◆ QUOTED TEXT
# No More Fun Bumpers



## GoldenSail (Dec 30, 2008)

Went field training with my group for the first time in a month (life got complicated for many of us). It poured all morning and we came back drenched. Anyway, Scout ran beautifully nice long marks, brought them right to side position. She's very fast and fun to watch.

As I have mentioned before she is a very up dog, and my experienced friend told me that with more up dogs like hers and mine it is not a good idea to always be throwing fun bumpers. In fact, she no longer throws fun ones anymore and suggests I don't. And you know what--I think it makes sense. Because you don't want the dog to expect them at a show, and because at least for Scout, going to get them is the fun itself. So, I think no more fun bumpers for us.

We also did a nice double which got us some complements. Go Scout! Plus a friend who told he loves to watch Scout run because she is pretty and driven. (Yes I am still grinning).

I also picked me up SmartWorks Volume I book and have started the long and slow, careful process of teaching her to handle. It is an intimidating thing to train for your first time, which is why I am sticking to this book. I spent some time teaching right and left back casts, just recently added the side piles. It's been interesting trying to get her to focus on the back pile and not the sides, but she is slowly getting better. Right I'm now only working her facing the pile until she has that learned, then I will try with her facing me and giving left/right back casts.

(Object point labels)
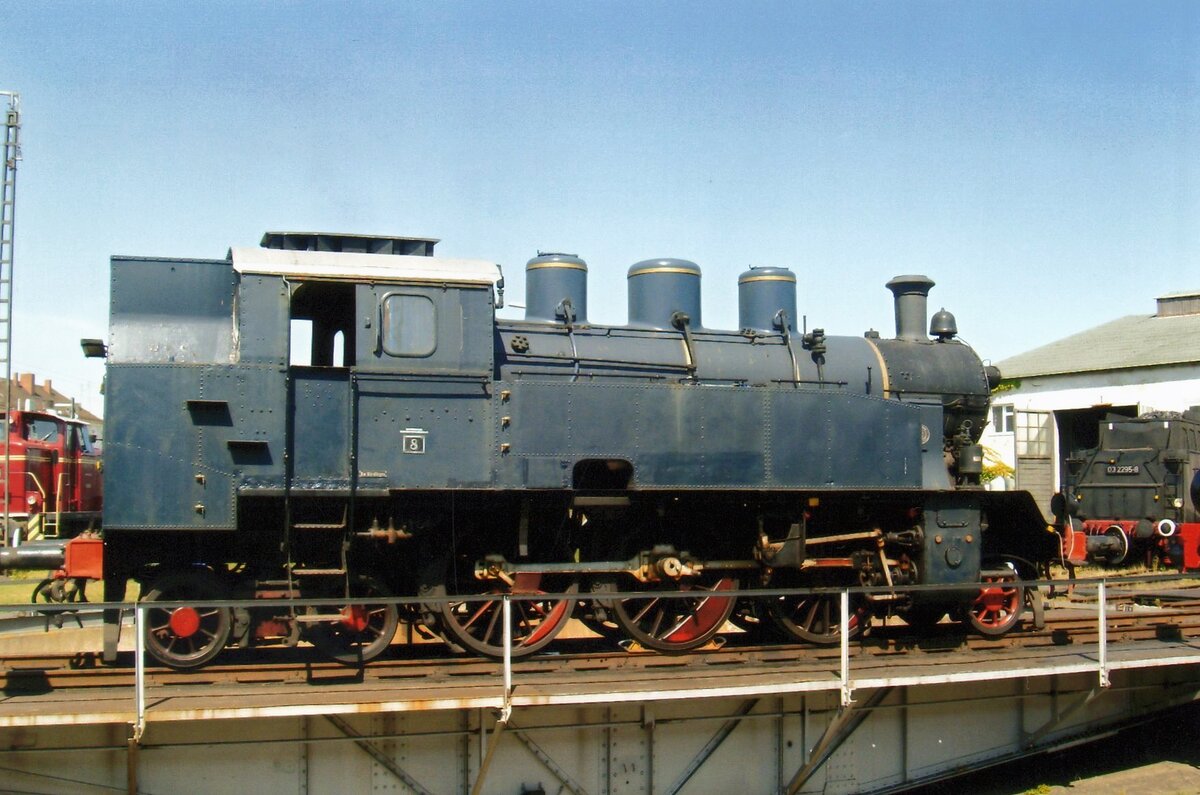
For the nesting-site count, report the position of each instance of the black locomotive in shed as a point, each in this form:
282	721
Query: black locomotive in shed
347	417
1134	498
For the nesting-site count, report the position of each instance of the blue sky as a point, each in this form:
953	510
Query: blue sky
1039	161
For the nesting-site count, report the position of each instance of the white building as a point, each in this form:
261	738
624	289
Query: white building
1057	394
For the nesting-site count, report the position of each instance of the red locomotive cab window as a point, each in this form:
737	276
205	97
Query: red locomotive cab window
40	429
409	326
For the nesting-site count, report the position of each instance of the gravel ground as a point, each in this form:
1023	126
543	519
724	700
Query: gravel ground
1156	758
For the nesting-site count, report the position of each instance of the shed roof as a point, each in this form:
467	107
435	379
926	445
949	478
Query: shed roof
1127	342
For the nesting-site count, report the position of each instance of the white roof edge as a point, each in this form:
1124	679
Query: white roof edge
365	267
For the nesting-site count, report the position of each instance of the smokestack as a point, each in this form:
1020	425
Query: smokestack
911	293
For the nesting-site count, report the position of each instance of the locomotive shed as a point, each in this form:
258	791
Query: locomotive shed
906	710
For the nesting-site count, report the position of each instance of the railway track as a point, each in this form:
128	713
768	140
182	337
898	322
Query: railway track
1071	623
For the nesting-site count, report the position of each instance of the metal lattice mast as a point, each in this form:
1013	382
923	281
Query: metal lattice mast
7	215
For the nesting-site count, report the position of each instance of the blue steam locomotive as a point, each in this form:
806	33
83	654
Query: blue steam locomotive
347	417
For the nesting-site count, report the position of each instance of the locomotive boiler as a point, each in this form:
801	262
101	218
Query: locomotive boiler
347	417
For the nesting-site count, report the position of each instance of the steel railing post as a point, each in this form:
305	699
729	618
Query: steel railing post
507	710
846	700
139	671
1102	609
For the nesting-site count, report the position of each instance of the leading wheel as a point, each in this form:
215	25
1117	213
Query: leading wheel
478	626
997	608
192	634
675	625
359	632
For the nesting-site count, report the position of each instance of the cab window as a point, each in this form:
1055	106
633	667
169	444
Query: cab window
409	324
39	429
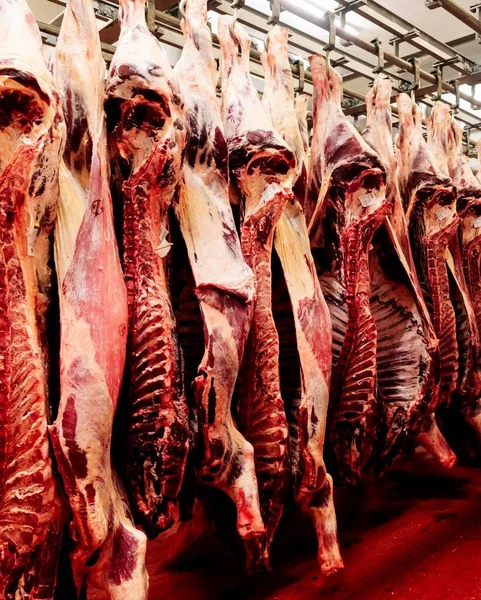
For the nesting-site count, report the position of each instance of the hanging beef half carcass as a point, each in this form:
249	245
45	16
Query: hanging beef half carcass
147	138
468	206
108	549
314	488
442	142
407	353
301	103
263	168
224	282
429	202
31	139
347	188
478	148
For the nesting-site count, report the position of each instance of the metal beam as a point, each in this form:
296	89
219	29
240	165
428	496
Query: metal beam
382	17
323	22
301	41
457	11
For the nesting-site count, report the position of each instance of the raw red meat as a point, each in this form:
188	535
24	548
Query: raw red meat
314	487
31	136
263	168
302	101
429	202
108	550
347	188
441	139
147	137
224	282
407	355
468	206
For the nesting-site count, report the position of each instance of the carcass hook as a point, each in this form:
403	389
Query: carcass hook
379	68
236	5
416	79
455	84
438	74
302	76
182	4
331	44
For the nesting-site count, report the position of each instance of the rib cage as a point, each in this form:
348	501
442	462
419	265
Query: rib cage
147	135
31	137
262	166
224	283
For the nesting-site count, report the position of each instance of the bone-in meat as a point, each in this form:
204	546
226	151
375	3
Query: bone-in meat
407	353
108	550
314	487
147	132
347	190
224	282
31	138
263	168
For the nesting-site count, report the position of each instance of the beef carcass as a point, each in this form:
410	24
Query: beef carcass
31	139
468	206
429	203
147	138
314	487
407	354
302	103
347	190
108	550
263	168
478	148
224	282
442	141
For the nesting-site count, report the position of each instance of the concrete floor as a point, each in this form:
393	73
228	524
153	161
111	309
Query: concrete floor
415	535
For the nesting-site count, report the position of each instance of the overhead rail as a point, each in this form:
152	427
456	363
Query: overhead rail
339	39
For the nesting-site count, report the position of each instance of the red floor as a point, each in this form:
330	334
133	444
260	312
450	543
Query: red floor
416	535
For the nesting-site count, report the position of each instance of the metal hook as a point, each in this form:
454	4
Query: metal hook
331	44
455	84
236	5
467	131
438	74
379	68
302	76
275	15
182	4
416	79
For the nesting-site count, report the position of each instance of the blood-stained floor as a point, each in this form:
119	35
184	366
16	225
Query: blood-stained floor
414	535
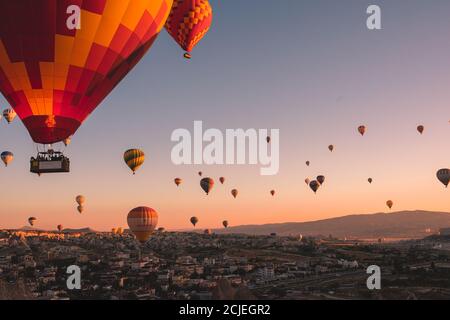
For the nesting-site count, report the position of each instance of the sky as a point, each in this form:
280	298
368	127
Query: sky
311	69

◆ WRITTEN REQUEST 1
In the post on Scout's field training, do the following statements agree with the text? Answer yes or no for each and quote the deciding words. (a) It rained all morning on the training day. (b) The experienced friend still throws fun bumpers for her dog. (c) The writer is using the SmartWorks Volume I book to teach Scout handling.
◆ WRITTEN REQUEST 2
Please quote the part of the post on Scout's field training that opens with the words containing "As I have mentioned" and closes with "am still grinning).".
◆ WRITTEN REQUEST 3
Extend the post on Scout's field training from where it stops.

◆ WRITTEN RESPONSE 1
(a) Yes: "It poured all morning and we came back drenched."
(b) No: "In fact, she no longer throws fun ones anymore and suggests I don't."
(c) Yes: "I also picked me up SmartWorks Volume I book and have started the long and slow, careful process of teaching her to handle."

◆ WRITTEN RESPONSE 2
As I have mentioned before she is a very up dog, and my experienced friend told me that with more up dogs like hers and mine it is not a good idea to always be throwing fun bumpers. In fact, she no longer throws fun ones anymore and suggests I don't. And you know what--I think it makes sense. Because you don't want the dog to expect them at a show, and because at least for Scout, going to get them is the fun itself. So, I think no more fun bumpers for us.

We also did a nice double which got us some complements. Go Scout! Plus a friend who told he loves to watch Scout run because she is pretty and driven. (Yes I am still grinning).

◆ WRITTEN RESPONSE 3
Keeping our eyes on the prize of running a junior in the spring. :crossfing


----------



## Swampcollie (Sep 6, 2007)

I think you may find that fun bumpers will help a lot when you get further into pile work to help the dog relieve stress. Marks are fun, going to piles over and over again can get boring.


----------



## hotel4dogs (Sep 29, 2008)

My trainer would agree with Swampcollie. Whenever he's put a lot of pressure on Tito doing pile work or anything else, he breaks it up with a couple of fun bumpers....preferably into water if at all possible!


----------



## GoldenSail (Dec 30, 2008)

Hmm...good point maybe she just meant on marks. I'll have to ask her. I definitely don't need them on marks and can see the wisdom in preventing her from thinking she gets one after doing a few good marks.


----------



## K9-Design (Jan 18, 2009)

Fun bumpers are a great way to injure your dog as well. No more fun bumpers for Fisher. He sprained his knee last winter retrieving a fun bumper and we had to take 4 months off training.


----------



## hotel4dogs (Sep 29, 2008)

why would he be more likely to sprain/strain something going after a fun bumber vs. a tennis ball or a short mark? Just curious....



K9-Design said:


> Fun bumpers are a great way to injure your dog as well. No more fun bumpers for Fisher. He sprained his knee last winter retrieving a fun bumper and we had to take 4 months off training.


----------



## EvanG (Apr 26, 2008)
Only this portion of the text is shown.